* _EXERCISE DESCRIPTION_:
Exactly as they appear, output all of the records. Skip any images.

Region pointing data
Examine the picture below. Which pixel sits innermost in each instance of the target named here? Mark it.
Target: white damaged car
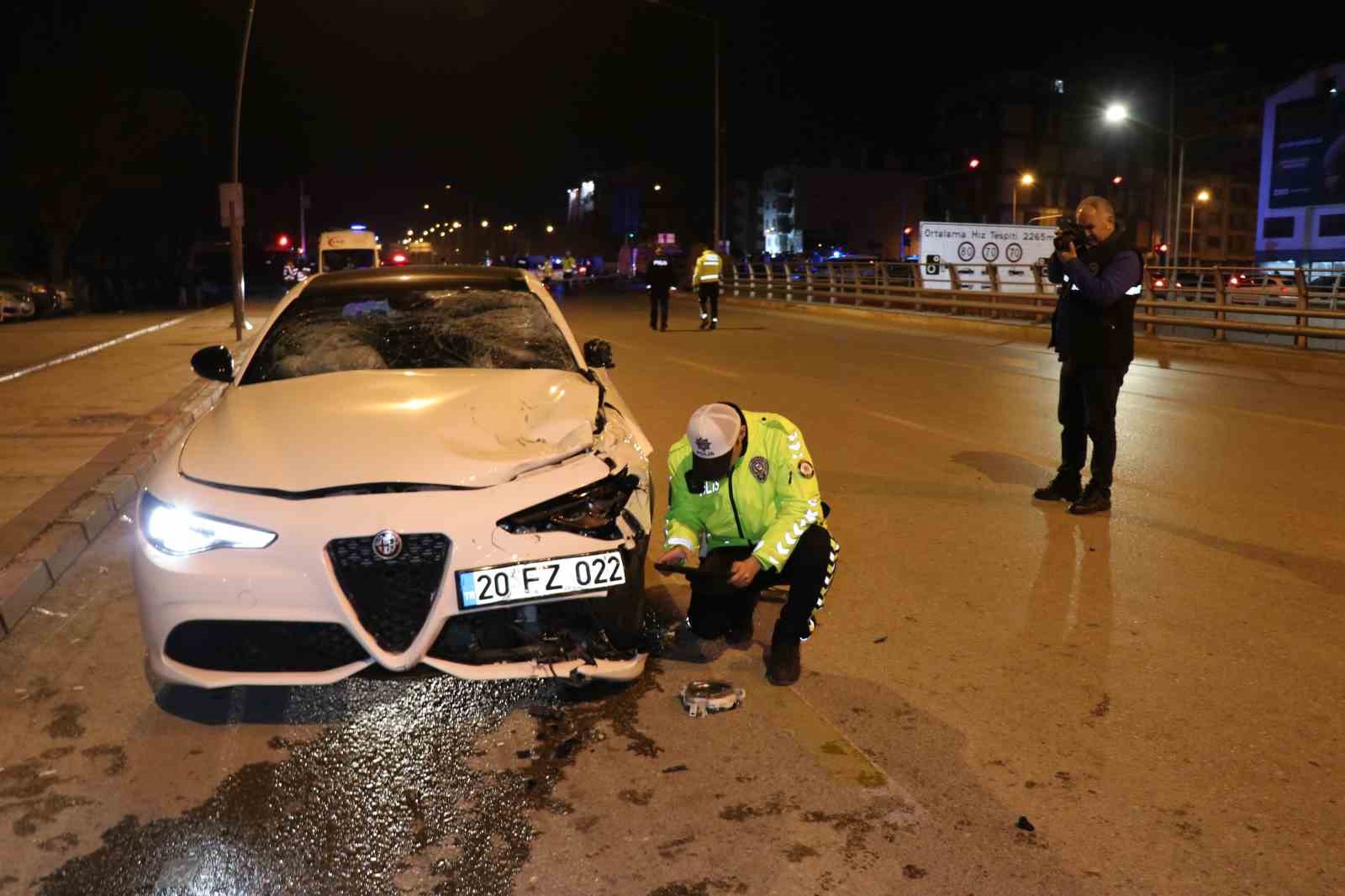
(410, 466)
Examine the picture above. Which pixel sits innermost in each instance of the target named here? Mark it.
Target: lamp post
(1026, 181)
(717, 129)
(1190, 233)
(235, 213)
(1116, 113)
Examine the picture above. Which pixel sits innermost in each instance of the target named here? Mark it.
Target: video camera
(1069, 232)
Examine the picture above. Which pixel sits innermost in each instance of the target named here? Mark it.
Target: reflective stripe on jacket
(706, 268)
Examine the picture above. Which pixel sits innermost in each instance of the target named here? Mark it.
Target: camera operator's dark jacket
(1095, 318)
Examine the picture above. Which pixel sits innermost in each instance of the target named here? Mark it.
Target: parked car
(1263, 288)
(46, 299)
(1327, 287)
(410, 466)
(15, 306)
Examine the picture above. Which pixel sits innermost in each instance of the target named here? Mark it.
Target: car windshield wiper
(600, 421)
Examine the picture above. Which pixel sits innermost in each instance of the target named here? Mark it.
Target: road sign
(230, 194)
(1012, 248)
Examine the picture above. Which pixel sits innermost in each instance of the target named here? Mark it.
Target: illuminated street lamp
(1118, 113)
(1190, 233)
(1026, 181)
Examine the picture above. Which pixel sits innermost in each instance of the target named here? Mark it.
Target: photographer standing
(1100, 272)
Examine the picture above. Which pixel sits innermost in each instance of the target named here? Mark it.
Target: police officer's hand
(743, 572)
(678, 556)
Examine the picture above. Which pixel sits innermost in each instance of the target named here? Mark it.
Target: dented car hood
(467, 428)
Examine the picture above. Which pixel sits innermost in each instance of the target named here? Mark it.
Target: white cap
(712, 432)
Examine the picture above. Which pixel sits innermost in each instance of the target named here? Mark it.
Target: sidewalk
(78, 437)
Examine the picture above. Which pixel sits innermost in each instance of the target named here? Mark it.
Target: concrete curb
(38, 567)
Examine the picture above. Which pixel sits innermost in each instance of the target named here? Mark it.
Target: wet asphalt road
(1158, 690)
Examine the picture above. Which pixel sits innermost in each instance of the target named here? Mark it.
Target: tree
(91, 121)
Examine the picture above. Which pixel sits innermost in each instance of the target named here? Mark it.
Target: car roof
(419, 277)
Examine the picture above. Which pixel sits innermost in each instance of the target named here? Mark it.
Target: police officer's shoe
(1095, 499)
(783, 667)
(1063, 488)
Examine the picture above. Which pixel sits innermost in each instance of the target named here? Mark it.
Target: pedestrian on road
(705, 277)
(1094, 333)
(743, 482)
(659, 282)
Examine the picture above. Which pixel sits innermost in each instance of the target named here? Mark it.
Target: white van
(346, 249)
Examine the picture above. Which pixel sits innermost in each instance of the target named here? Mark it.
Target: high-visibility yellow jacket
(768, 501)
(706, 268)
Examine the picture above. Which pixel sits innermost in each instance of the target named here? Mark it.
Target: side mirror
(598, 353)
(214, 362)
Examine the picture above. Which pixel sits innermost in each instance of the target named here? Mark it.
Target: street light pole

* _EXERCISE OUTPUT_:
Examine the picture below. Which pixel sits innermost in each instance of the target named here? Mark it.
Target: white damaged car
(410, 466)
Examine the picture above. Which pixel sits innermost in each instance of the target named here? Mark it.
Target: lamp post
(1026, 181)
(717, 129)
(1190, 233)
(235, 213)
(1116, 113)
Examine the picture above. Which pixel sits innermost in each instance of the target named here? Mark it.
Target: video camera
(1069, 232)
Examine the picture above. Which pixel sits innermost in each instance of the target named here? Mark it.
Target: reflective stripe on jacket
(706, 268)
Examine the picture above. Which pixel sits innermost in each instance of the target named here? Mark it.
Target: camera operator's dark jacket
(1095, 318)
Examine the picture above. Which pixel sits innermost in each instance of the target named here? Mark it.
Target: parked car
(1263, 288)
(46, 299)
(1327, 287)
(410, 466)
(15, 306)
Examine the picture above. Which pixel sits innermost in each instance of the target named here? Mark it.
Target: car windshield wiper
(600, 421)
Examine the picture above. Which pixel sits innermost in each instance of the target named here? Mark it.
Target: road sign
(230, 194)
(1012, 248)
Examine the picture above. Which pixel sits innermost in each instance of the target named here? Mark it.
Target: illuminated street lamp
(1118, 113)
(1190, 233)
(1026, 181)
Examine the picture above. Which pixel sits innermost in each instance of the target named here? Mark it.
Target: photographer standing
(1100, 272)
Examine the picture above. Which pixel sits innermost in each instance of the target named here? Mark it.
Target: police officer's hand
(743, 572)
(678, 556)
Examine the picture above. Which pixel sits innermost in each instance of the target named here? Mark it.
Target: dented car hood
(467, 428)
Examine the picture above. Which pixel sits innermost in each instance of the target named here? Mark it.
Target: white cap
(712, 432)
Examine the picture above. Which pixel sits innermost in each instance of the target named here? Mark it.
Target: sidewalk
(78, 437)
Examine the picture above. Which pixel sits innermost in each instance of the target named here? Mark it.
Target: concrete curb
(38, 567)
Examine the picture above. Which pixel sits innermost in each instance of the target named here? Mark it.
Target: wet asphalt road
(1158, 690)
Examine the picture above. Which pixel sits innermost in each instance of the target named here? Mark it.
Target: tree
(91, 121)
Examine the picture above. Which pixel sits innermost in each instance of the target named here? Mark it.
Target: car roof
(419, 277)
Examine the picture above. Which pixel sits innermost in each instance of the target named here? Mark it.
Target: police officer's shoe
(1095, 499)
(783, 667)
(1063, 488)
Examine the picture above. Which pixel sits innermost in each instance of the target named here? Mark it.
Target: pedestrian on road
(705, 277)
(1094, 333)
(743, 482)
(659, 282)
Examine the picture above. Which pixel sits innermost in each instance of the target named here? Mark it.
Target: white van
(346, 249)
Examine the picture above. Which pixel sits innermost in each instance of the target named here? Mark it.
Target: high-visibility yellow jacket
(768, 501)
(706, 268)
Examine the picture above. Which pixel sits innermost in each instance of the target named here? Mark it.
Target: side mirror
(598, 353)
(214, 362)
Examine the picture above. Which pixel sits innermost in each instance of the target named here? Mark it.
Target: street light pole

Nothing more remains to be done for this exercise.